- [Stated goal]
Copy out all of the records below word for word, leaving the pictures out of your copy.
Start of The input
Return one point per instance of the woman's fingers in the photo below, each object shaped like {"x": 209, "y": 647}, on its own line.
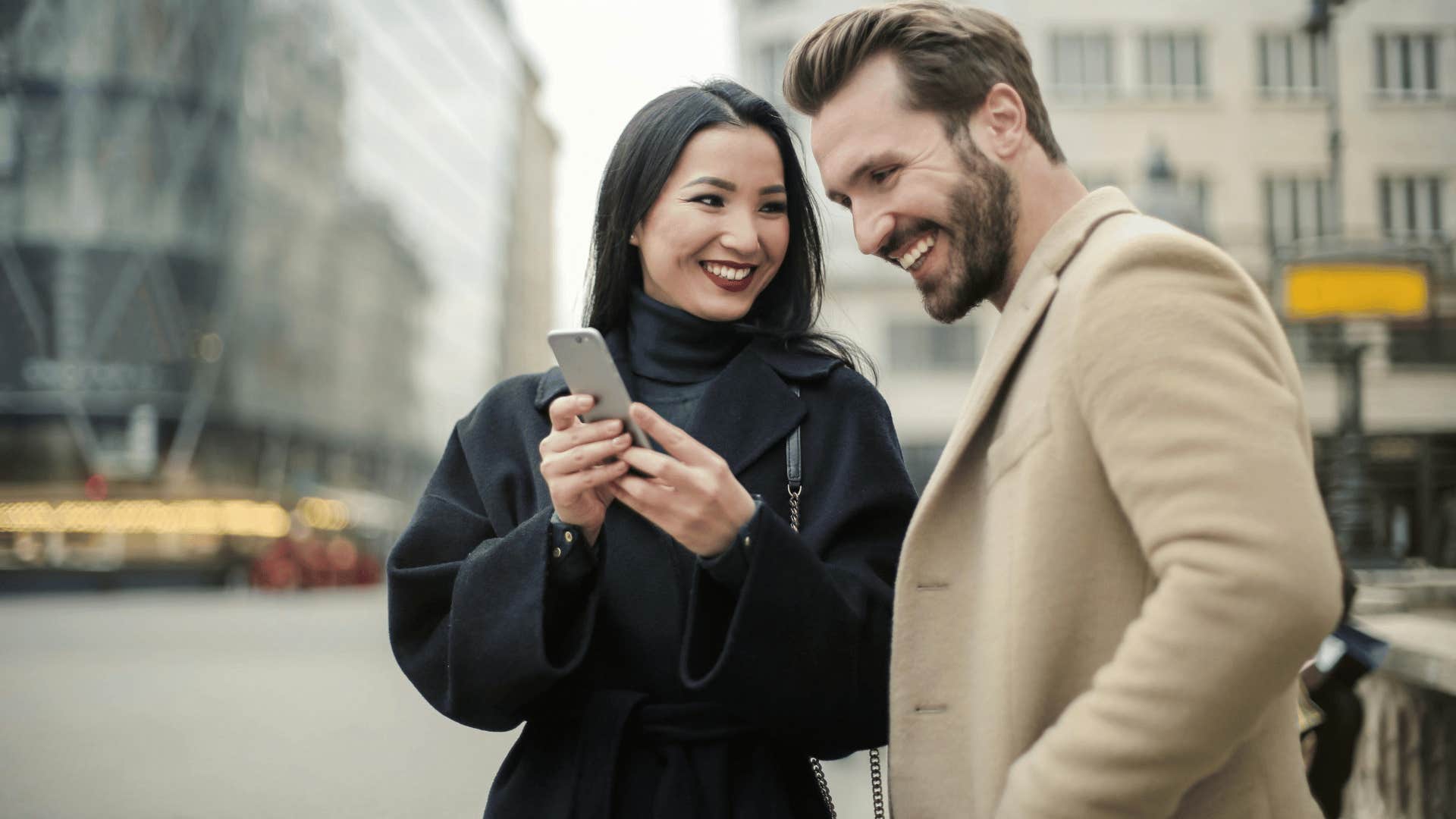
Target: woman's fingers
{"x": 593, "y": 477}
{"x": 564, "y": 410}
{"x": 645, "y": 497}
{"x": 563, "y": 441}
{"x": 674, "y": 441}
{"x": 657, "y": 464}
{"x": 582, "y": 457}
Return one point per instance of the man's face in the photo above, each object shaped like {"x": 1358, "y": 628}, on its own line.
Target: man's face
{"x": 925, "y": 202}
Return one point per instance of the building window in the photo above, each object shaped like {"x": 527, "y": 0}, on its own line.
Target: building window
{"x": 1082, "y": 64}
{"x": 1172, "y": 64}
{"x": 772, "y": 58}
{"x": 1296, "y": 207}
{"x": 922, "y": 346}
{"x": 9, "y": 136}
{"x": 1411, "y": 206}
{"x": 1291, "y": 64}
{"x": 1407, "y": 66}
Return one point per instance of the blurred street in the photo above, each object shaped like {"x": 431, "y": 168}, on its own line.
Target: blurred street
{"x": 206, "y": 704}
{"x": 158, "y": 706}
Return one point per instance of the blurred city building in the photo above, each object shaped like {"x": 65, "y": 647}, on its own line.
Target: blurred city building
{"x": 259, "y": 251}
{"x": 1218, "y": 117}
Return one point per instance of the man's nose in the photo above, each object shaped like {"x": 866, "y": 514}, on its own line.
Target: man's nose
{"x": 871, "y": 231}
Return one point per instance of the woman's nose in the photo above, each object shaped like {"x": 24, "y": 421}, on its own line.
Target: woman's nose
{"x": 742, "y": 234}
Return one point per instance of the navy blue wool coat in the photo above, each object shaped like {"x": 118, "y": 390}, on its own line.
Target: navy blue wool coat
{"x": 651, "y": 689}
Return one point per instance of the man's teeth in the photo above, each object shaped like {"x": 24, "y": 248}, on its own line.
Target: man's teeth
{"x": 724, "y": 271}
{"x": 909, "y": 260}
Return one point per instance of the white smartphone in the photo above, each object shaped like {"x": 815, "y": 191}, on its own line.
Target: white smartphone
{"x": 588, "y": 368}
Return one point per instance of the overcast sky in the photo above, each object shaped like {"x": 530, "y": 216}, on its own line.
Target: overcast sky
{"x": 599, "y": 63}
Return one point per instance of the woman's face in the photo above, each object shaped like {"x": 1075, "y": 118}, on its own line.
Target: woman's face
{"x": 718, "y": 231}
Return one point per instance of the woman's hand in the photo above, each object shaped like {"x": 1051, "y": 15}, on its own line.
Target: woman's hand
{"x": 573, "y": 460}
{"x": 692, "y": 496}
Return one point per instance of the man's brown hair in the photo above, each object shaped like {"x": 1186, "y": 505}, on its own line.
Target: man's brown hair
{"x": 949, "y": 57}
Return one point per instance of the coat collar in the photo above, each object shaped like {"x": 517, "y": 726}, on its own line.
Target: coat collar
{"x": 1028, "y": 302}
{"x": 747, "y": 409}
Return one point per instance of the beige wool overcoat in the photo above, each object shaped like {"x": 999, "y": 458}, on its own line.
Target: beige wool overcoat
{"x": 1122, "y": 560}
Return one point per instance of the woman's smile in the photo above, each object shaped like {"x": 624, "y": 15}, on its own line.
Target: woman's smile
{"x": 730, "y": 276}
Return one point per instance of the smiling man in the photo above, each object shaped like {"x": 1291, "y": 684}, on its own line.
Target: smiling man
{"x": 1123, "y": 558}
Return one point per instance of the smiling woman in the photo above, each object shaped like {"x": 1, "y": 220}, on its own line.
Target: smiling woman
{"x": 676, "y": 640}
{"x": 718, "y": 232}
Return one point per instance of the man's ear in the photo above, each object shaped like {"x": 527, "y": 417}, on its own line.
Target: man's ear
{"x": 1001, "y": 121}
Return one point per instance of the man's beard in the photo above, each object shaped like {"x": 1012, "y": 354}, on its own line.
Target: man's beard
{"x": 982, "y": 226}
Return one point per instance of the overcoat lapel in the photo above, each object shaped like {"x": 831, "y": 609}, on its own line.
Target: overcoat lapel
{"x": 1028, "y": 303}
{"x": 746, "y": 410}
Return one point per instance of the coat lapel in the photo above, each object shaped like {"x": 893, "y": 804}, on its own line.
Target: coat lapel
{"x": 746, "y": 410}
{"x": 1018, "y": 322}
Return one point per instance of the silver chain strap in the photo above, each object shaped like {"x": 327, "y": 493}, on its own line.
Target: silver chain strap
{"x": 877, "y": 781}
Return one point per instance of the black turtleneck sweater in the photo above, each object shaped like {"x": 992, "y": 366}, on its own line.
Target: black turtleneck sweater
{"x": 676, "y": 356}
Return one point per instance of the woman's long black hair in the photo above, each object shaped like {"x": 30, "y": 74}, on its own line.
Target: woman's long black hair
{"x": 641, "y": 162}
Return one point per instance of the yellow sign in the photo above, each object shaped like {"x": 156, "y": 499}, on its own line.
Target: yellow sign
{"x": 1329, "y": 290}
{"x": 242, "y": 518}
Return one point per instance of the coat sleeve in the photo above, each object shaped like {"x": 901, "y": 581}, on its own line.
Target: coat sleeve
{"x": 802, "y": 646}
{"x": 473, "y": 620}
{"x": 1185, "y": 388}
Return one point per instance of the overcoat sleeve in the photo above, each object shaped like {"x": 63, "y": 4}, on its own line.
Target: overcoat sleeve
{"x": 802, "y": 648}
{"x": 1184, "y": 385}
{"x": 473, "y": 620}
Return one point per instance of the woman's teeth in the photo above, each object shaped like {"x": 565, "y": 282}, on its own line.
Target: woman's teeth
{"x": 724, "y": 271}
{"x": 913, "y": 257}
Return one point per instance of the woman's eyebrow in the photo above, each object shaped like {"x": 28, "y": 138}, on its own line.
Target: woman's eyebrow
{"x": 712, "y": 181}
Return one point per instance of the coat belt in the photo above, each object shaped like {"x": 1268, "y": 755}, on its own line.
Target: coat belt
{"x": 609, "y": 716}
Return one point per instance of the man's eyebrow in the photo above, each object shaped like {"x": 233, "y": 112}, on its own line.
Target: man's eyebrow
{"x": 886, "y": 158}
{"x": 712, "y": 181}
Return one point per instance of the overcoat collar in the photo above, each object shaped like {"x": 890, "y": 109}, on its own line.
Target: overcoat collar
{"x": 1028, "y": 302}
{"x": 746, "y": 410}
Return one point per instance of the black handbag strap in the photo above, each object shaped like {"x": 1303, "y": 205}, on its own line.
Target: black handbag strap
{"x": 795, "y": 455}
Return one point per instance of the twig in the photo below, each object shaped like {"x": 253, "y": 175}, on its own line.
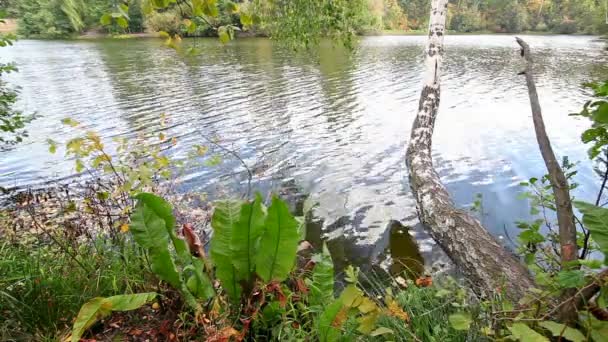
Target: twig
{"x": 559, "y": 182}
{"x": 236, "y": 155}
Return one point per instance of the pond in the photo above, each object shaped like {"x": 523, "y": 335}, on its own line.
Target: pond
{"x": 332, "y": 122}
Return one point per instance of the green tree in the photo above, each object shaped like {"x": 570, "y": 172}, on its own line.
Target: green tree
{"x": 12, "y": 122}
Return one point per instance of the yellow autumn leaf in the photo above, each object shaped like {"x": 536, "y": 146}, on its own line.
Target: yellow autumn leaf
{"x": 393, "y": 309}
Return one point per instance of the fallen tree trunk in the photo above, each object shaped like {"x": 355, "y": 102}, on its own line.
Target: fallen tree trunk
{"x": 486, "y": 263}
{"x": 559, "y": 183}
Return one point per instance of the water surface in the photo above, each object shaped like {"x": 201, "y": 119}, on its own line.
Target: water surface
{"x": 336, "y": 123}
End of The input
- [Reply]
Return one point per instance of the woman's fingers in the photo below, each object shaped like {"x": 209, "y": 647}, on its own line.
Target: woman's fingers
{"x": 593, "y": 477}
{"x": 564, "y": 410}
{"x": 645, "y": 497}
{"x": 563, "y": 441}
{"x": 674, "y": 441}
{"x": 657, "y": 464}
{"x": 582, "y": 457}
Return one point per instance of the man's face in the photo above, each object shaped like {"x": 1358, "y": 628}, on its own line.
Target: man's face
{"x": 925, "y": 202}
Return one point per instance of the building window in the photo above, each object shaped like {"x": 527, "y": 0}, on its own line.
Target: building window
{"x": 1082, "y": 64}
{"x": 1172, "y": 64}
{"x": 772, "y": 58}
{"x": 1296, "y": 207}
{"x": 922, "y": 346}
{"x": 9, "y": 136}
{"x": 1411, "y": 206}
{"x": 1291, "y": 64}
{"x": 1407, "y": 66}
Return one point per instance of the blurred street in the photo above, each object shaped like {"x": 431, "y": 168}, on its own line.
Target: blurred street
{"x": 206, "y": 704}
{"x": 158, "y": 706}
Return one point per instance of the blurred city building in the photo above, each object shaped like {"x": 65, "y": 647}, on its own line.
Target: blurred city building
{"x": 259, "y": 251}
{"x": 1218, "y": 117}
Return one point per instance of the man's nose in the photo above, each object shaped like {"x": 866, "y": 514}, on its own line.
Target: man's nose
{"x": 871, "y": 231}
Return one point per instance of the woman's nose in the photo above, each object shaped like {"x": 24, "y": 421}, on its own line.
Target: woman's nose
{"x": 742, "y": 234}
Return one point per instance of the navy blue wool coat in the photo above, each object shaped like {"x": 118, "y": 390}, on its own line.
Target: navy blue wool coat
{"x": 651, "y": 689}
Return one point per instance of the man's teeth in the photo above, each object shaped like {"x": 24, "y": 248}, on its own line.
Target: man's teeth
{"x": 724, "y": 271}
{"x": 909, "y": 260}
Return one point per instance of the white smartphone in the photo above, each object shaped like {"x": 815, "y": 191}, on its own line.
Target: white smartphone
{"x": 588, "y": 368}
Return one point per instance of the overcast sky in the photo above, each object shaped like {"x": 530, "y": 216}, on its own line.
Target: overcast sky
{"x": 599, "y": 63}
Return one point per instance of the woman's face in the photo above, each object shaped like {"x": 1075, "y": 118}, on its own line.
Target: woman's face
{"x": 718, "y": 231}
Return one point per instance of the woman's hand in the photo above, each object shaped like {"x": 1051, "y": 15}, on its own line.
Target: woman's hand
{"x": 573, "y": 460}
{"x": 692, "y": 496}
Return one point per instance of the man's brown hair in the photo above, each object shaped like {"x": 1186, "y": 505}, on its own line.
Target: man's brown hair
{"x": 949, "y": 57}
Return one point per instance of the coat collar in the photo above, each object shaped like {"x": 517, "y": 726}, on its own line.
Target: coat collar
{"x": 1028, "y": 302}
{"x": 747, "y": 409}
Return one point per instance of the beige wool overcoat in the photo above, each object shaped like {"x": 999, "y": 458}, on its own line.
Target: beige wool overcoat
{"x": 1122, "y": 560}
Return one point per instance of the woman's smile in the photo above, each object shaped like {"x": 624, "y": 15}, on its own line.
Target: woman's smile
{"x": 730, "y": 276}
Return one point per instance of the smiling man in the photo above, each object shaped like {"x": 1291, "y": 684}, on its own line.
Target: smiling man
{"x": 1123, "y": 558}
Return one point per instance of the smiling woman in the photo above, each object shaped like {"x": 1, "y": 220}, on its own line.
Target: smiling woman
{"x": 676, "y": 640}
{"x": 718, "y": 232}
Return one point per instance of the man's ear in the photo above, each object shaped like {"x": 527, "y": 417}, on its own line.
Target: man's ear
{"x": 1001, "y": 121}
Return one point per instance of the man's beard in the photo above, each object shaped like {"x": 1012, "y": 354}, on its own line.
Target: man's beard
{"x": 982, "y": 226}
Return one point per instance of the overcoat lapel in the photo above, each object shaped like {"x": 831, "y": 609}, on its own line.
Target: overcoat lapel
{"x": 1028, "y": 303}
{"x": 746, "y": 410}
Return one point per instance of the coat lapel in the photo above, each object shaped like {"x": 893, "y": 804}, on its own line.
Target: coat lapel
{"x": 746, "y": 410}
{"x": 1018, "y": 322}
Return one point per instance of the silver chain strap in the photo above, each object shaped like {"x": 327, "y": 493}, on its own line.
Target: silver chain strap
{"x": 877, "y": 781}
Return one point per instance of the black turtleneck sweater in the photo above, each object shaped like {"x": 992, "y": 366}, on its own line.
Target: black turtleneck sweater
{"x": 676, "y": 356}
Return one point per instance of the woman's long black hair in the photo above, each object shaped like {"x": 30, "y": 74}, on its own line.
Target: woman's long black hair
{"x": 641, "y": 162}
Return one point per instance of the yellow sign in the photo above, each object shaped like {"x": 156, "y": 499}, on its own line.
Target: yellow sign
{"x": 1329, "y": 290}
{"x": 242, "y": 518}
Return one point per instance of the coat sleeve in the photo above, each object shaped like {"x": 901, "y": 581}, on its own line.
Target: coat sleeve
{"x": 802, "y": 646}
{"x": 473, "y": 620}
{"x": 1185, "y": 388}
Return one point per instance of the overcoat sleeve in the photo above, each object shaped like {"x": 63, "y": 4}, on its own line.
Target: overcoat sleeve
{"x": 802, "y": 648}
{"x": 1184, "y": 385}
{"x": 473, "y": 620}
Return one point per instance of the woman's teeth in the photo above, each object shaped like {"x": 565, "y": 282}, on its own line.
Target: woman's teeth
{"x": 724, "y": 271}
{"x": 913, "y": 257}
Return one point per instance of the woman's eyebrow in the photo above, each object shaped like {"x": 28, "y": 138}, on its own line.
Target: woman's eyebrow
{"x": 712, "y": 181}
Return one point per instance of the coat belt in the photo above, each object shaped like {"x": 1268, "y": 755}, on its own line.
Target: coat belt
{"x": 609, "y": 716}
Return one point per instance of the man's eyebrow in the photo above, each object shaped like {"x": 233, "y": 112}, on its own line.
Target: man's eyebrow
{"x": 886, "y": 158}
{"x": 712, "y": 181}
Return one point per instance of the overcoat collar in the photo above, each object shaped like {"x": 890, "y": 109}, on its own line.
Target: overcoat collar
{"x": 1028, "y": 302}
{"x": 746, "y": 410}
Return one point per instance of the black handbag strap in the photo above, each object shaped like {"x": 1303, "y": 205}, on its own line.
Target: black handbag strap
{"x": 795, "y": 455}
Return one point per instance of the twig in the photo below, each object shaped like {"x": 253, "y": 175}, on its own line.
Target: twig
{"x": 559, "y": 182}
{"x": 236, "y": 155}
Return one point per instance of the pond in the photo above, each object shaped like {"x": 523, "y": 335}, on its own line.
Target: pond
{"x": 332, "y": 122}
Return one point per instance of the green tree in the photo above, each object shaped like {"x": 570, "y": 172}, on its own line.
Target: green tree
{"x": 12, "y": 122}
Return one point per instance of the yellow autumn leaf in the photo above, each object shaped like {"x": 536, "y": 146}, on its own line.
Target: yellow autumn leaf
{"x": 393, "y": 309}
Return one point per instance of the fallen tree trunk in the photo above, each object shaped like {"x": 355, "y": 102}, on its own line.
Target: fallen tree trunk
{"x": 486, "y": 263}
{"x": 559, "y": 183}
Return one point per instance of the water surface in the photo above, each object shaped like {"x": 201, "y": 119}, on its own line.
Target: water surface
{"x": 336, "y": 123}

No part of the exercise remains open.